(Records excerpted from a collection)
· · · · · · ·

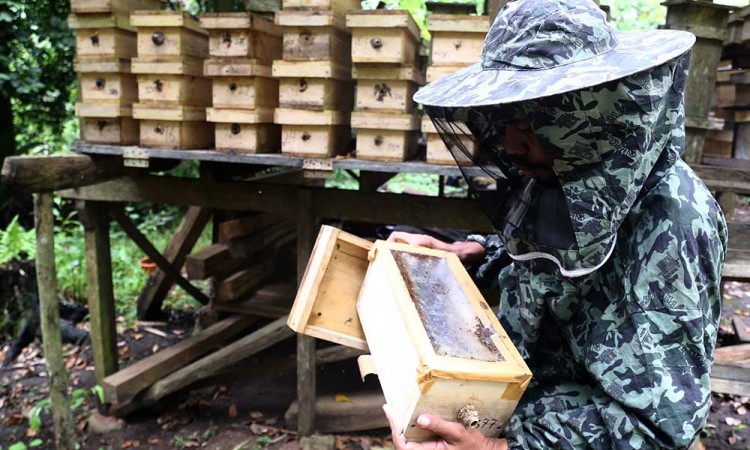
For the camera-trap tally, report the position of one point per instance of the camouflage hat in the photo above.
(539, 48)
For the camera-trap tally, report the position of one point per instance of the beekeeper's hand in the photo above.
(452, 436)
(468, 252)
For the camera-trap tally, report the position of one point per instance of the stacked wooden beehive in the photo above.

· · · · · · ·

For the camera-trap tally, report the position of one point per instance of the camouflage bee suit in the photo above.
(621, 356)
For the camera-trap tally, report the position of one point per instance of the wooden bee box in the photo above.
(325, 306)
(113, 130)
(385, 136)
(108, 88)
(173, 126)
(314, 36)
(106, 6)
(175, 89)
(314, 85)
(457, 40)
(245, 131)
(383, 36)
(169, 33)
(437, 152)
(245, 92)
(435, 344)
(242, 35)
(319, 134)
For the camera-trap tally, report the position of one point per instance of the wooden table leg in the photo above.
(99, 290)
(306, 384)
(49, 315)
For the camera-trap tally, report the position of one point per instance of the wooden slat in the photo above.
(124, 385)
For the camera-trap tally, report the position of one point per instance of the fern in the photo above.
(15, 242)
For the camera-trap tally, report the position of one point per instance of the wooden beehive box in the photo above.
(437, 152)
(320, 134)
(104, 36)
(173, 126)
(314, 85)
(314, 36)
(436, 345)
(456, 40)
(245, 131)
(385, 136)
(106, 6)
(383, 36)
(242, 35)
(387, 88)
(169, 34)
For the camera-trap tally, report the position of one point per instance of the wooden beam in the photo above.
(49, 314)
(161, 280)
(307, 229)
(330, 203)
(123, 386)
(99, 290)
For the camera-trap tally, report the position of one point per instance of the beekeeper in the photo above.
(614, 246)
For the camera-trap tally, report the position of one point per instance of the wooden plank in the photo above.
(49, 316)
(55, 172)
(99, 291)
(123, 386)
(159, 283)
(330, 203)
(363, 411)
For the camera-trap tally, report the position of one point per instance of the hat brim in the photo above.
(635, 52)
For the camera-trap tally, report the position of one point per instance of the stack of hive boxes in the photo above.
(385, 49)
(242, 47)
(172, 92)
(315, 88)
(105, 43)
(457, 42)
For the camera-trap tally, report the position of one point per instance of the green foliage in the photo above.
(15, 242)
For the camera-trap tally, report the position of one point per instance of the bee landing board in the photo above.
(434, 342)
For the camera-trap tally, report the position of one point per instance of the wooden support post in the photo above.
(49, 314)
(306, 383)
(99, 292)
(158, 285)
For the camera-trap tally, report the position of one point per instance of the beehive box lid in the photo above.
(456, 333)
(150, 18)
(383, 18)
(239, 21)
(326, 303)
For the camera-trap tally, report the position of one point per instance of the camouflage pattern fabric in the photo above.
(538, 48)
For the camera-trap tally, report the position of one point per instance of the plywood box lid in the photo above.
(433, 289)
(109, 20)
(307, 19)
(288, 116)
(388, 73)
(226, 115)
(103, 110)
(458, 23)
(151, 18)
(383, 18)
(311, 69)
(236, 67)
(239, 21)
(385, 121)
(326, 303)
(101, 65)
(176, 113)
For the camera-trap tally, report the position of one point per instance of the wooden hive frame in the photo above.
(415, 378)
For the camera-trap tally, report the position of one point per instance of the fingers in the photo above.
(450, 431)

· · · · · · ·

The required output is the stretch of entries above from the line containing "hat in the photo above." through the line containing "beehive in the photo above.", reproduced exactly.

Answer box —
For the camera-trap tally, report the position of one point per instance of the camouflage hat in the photo above.
(539, 48)
For the camera-trap tally, report the position of one point per instance of the beekeeper's hand in the photo above.
(452, 436)
(468, 252)
For the camera-trap tally, report the position of one point per instance of the stacked wooden beehive in the photo above.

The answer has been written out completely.